Provided material:
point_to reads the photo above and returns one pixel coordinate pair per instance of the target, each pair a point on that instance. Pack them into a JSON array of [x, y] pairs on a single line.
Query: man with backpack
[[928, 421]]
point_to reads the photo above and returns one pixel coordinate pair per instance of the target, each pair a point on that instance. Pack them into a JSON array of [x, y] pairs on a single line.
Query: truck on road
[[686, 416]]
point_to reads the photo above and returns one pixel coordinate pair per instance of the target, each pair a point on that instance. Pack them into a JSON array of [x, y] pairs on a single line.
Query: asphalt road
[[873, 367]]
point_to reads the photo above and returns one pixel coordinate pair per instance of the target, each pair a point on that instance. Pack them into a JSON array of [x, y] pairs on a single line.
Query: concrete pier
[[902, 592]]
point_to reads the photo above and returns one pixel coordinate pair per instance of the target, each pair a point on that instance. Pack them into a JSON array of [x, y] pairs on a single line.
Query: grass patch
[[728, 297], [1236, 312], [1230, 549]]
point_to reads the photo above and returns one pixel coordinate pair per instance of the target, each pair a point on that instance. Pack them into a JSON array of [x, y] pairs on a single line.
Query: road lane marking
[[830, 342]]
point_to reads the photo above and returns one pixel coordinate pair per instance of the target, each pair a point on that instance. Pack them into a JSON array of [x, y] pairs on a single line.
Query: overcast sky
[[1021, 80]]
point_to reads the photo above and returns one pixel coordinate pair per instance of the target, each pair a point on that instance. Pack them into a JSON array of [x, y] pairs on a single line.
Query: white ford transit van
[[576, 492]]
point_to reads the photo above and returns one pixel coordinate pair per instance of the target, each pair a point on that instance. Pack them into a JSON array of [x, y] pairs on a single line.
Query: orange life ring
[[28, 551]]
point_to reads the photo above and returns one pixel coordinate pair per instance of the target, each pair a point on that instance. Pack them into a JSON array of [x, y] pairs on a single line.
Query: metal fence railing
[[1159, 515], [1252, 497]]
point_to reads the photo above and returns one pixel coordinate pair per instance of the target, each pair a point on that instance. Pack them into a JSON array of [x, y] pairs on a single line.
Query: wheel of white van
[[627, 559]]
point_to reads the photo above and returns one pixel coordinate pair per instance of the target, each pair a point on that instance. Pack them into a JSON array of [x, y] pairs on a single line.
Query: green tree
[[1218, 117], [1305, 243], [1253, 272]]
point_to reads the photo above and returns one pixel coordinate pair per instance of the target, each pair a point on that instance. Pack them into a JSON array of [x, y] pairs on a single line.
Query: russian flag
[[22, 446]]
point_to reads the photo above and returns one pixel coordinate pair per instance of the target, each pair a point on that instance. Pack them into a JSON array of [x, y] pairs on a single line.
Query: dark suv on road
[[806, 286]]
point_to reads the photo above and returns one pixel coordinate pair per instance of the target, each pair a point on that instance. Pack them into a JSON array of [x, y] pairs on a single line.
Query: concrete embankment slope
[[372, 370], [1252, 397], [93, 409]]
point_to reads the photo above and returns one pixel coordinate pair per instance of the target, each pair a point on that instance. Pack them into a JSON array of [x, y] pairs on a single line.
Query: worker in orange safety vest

--

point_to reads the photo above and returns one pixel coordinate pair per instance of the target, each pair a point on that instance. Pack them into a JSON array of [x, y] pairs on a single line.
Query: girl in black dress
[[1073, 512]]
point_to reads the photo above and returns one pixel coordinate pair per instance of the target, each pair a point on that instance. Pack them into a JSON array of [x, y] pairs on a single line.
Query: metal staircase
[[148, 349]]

Exercise instructions:
Collect every line in the entries that contains the word "white" and write each one out in full.

Complete response:
Query: white ford transit van
Query: wheel of white van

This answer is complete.